■ Objectifs ■
[A] Dans le texte sur l'émission publique du président burundais, au bout de combien de jours au pouvoir cette émission a-t-elle eu lieu ?
[B] Résumez en une ou deux phrases le paragraphe du texte sur l'émission publique du président burundais qui commence par « Un peu vague sur les questions sociales », en conservant ses faits principaux.

■ Extrait du texte ■
——————
Un peu vague sur les questions sociales, mais cassant sur les questions politiques et sécuritaires, le président de la République, Evariste Ndayishimiye a répondu, ce vendredi 25 septembre, aux questions des journalistes et de la population. C’était sa première émission publique après exactement 100 jours au pouvoir. Retour sur les questions essentielles évoquées lors de cette émission.
Plusieurs questions ont été posées au président burundais. Une question semble avoir marquée les esprits : celle concernant la déclaration des biens des hauts dignitaires. Le numéro Un burundais s’est contredit. Le 23 août dernier à Buye, commune Mwumba de la province Ngozi, le président Evariste Ndayishimiye avait appelé les membres du gouvernement à déclarer leurs biens «afin de servir de modèle d’honnêteté au reste de la population.» Il avait alors donné un délai de deux semaines. Dans l’émission publique de ce vendredi 25 septembre 2020, il a fait un virage à 180o. «Nous savons que la Constitution nous oblige à le faire, mais nous avons trouvé que c’est impossible. Certains passeraient une semaine à faire la liste de leurs biens. La richesse d’une personne est un secret. Nous allons voir à la fin du mandat si rien ne cloche.» Pour ceux qui ont terminé leurs mandats, le président de la République trouve que c’est difficile. « Combien de personnes avaient-elles déclaré leurs biens? » Un observateur de la politique burundaise n’en croit pas ses oreilles : «Le président ne peut pas déclarer cela. C’est une exigence constitutionnelle. C’est écrit noir sur blanc.»
——————
■ Données ■
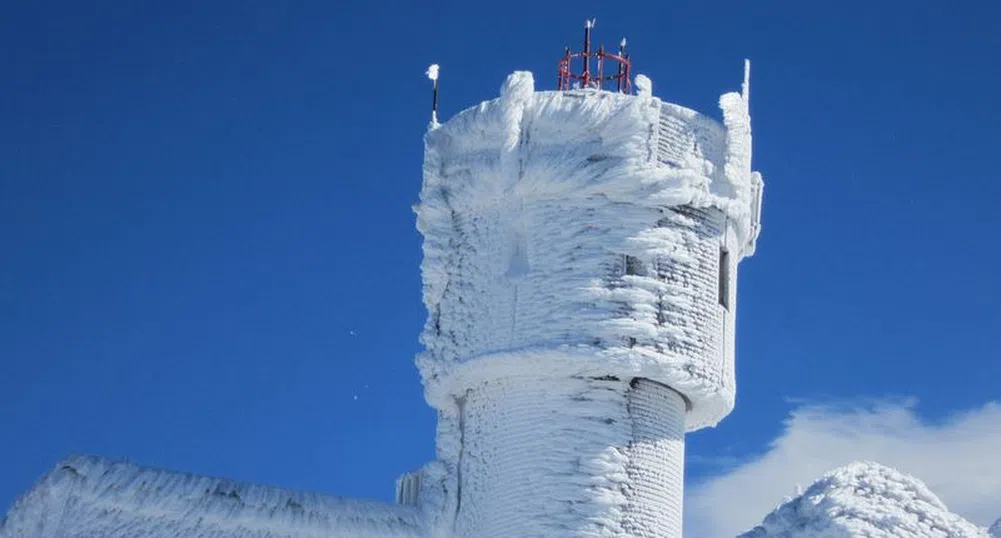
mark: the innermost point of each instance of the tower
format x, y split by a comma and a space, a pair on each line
581, 252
——————
■ Corrigés des exercices ■
[A] Au bout d'exactement 100 jours au pouvoir.

[B] Le vendredi 25 septembre, le président Evariste Ndayishimiye a répondu aux questions des journalistes et de la population lors de sa première émission publique, 100 jours exactement après son arrivée au pouvoir. Il s'est montré un peu vague sur les questions sociales, mais cassant sur les questions politiques et sécuritaires.